◆ GIVEN PROBLEM: Collect every line of the records that contains the string "following". Treat case as significant.

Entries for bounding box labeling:
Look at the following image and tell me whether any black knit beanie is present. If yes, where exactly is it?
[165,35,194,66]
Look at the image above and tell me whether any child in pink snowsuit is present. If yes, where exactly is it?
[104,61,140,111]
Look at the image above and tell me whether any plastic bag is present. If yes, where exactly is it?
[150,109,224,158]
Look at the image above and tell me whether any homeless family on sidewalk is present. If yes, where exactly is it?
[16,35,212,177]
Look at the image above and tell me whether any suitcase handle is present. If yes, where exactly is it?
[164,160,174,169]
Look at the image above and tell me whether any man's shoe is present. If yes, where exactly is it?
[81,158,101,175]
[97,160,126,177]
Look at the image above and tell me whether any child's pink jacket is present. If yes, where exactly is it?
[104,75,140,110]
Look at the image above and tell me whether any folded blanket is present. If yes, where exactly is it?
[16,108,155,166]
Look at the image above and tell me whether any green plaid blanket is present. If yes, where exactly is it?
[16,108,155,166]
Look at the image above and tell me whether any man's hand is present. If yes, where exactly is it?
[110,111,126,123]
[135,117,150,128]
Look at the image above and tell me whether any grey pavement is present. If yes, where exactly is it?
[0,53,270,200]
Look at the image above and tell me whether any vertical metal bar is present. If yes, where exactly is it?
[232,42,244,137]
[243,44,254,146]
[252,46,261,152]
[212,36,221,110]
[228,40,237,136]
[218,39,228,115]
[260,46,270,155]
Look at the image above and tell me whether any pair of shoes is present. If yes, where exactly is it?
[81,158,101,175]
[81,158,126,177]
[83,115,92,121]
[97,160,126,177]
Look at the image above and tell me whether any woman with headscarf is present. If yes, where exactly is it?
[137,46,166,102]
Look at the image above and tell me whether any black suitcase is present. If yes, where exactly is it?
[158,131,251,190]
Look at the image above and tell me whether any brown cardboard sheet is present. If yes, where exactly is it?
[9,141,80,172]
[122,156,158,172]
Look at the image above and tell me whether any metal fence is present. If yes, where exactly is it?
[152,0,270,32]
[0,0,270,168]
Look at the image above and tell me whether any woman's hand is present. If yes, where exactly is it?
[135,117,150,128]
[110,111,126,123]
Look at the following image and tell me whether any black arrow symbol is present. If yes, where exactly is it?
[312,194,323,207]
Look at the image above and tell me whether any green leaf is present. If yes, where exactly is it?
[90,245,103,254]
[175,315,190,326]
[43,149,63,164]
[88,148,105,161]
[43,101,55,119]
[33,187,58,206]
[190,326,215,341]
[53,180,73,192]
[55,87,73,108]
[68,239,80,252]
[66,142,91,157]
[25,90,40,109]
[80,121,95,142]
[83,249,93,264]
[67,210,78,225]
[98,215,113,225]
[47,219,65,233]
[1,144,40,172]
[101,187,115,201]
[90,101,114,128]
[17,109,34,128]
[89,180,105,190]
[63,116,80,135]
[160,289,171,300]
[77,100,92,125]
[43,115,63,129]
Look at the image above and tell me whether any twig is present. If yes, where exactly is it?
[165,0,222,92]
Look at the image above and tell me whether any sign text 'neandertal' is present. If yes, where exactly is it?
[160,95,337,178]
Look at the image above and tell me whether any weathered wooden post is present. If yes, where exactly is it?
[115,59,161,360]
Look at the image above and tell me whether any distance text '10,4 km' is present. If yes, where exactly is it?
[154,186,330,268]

◆ ANSWER IN FULL:
Look at the following image and tell me whether any black knit beanie is present. If yes, where exactly is it?
Look at the following image and tell me whether any black arrow symbol is present. If yes, where exactly is it?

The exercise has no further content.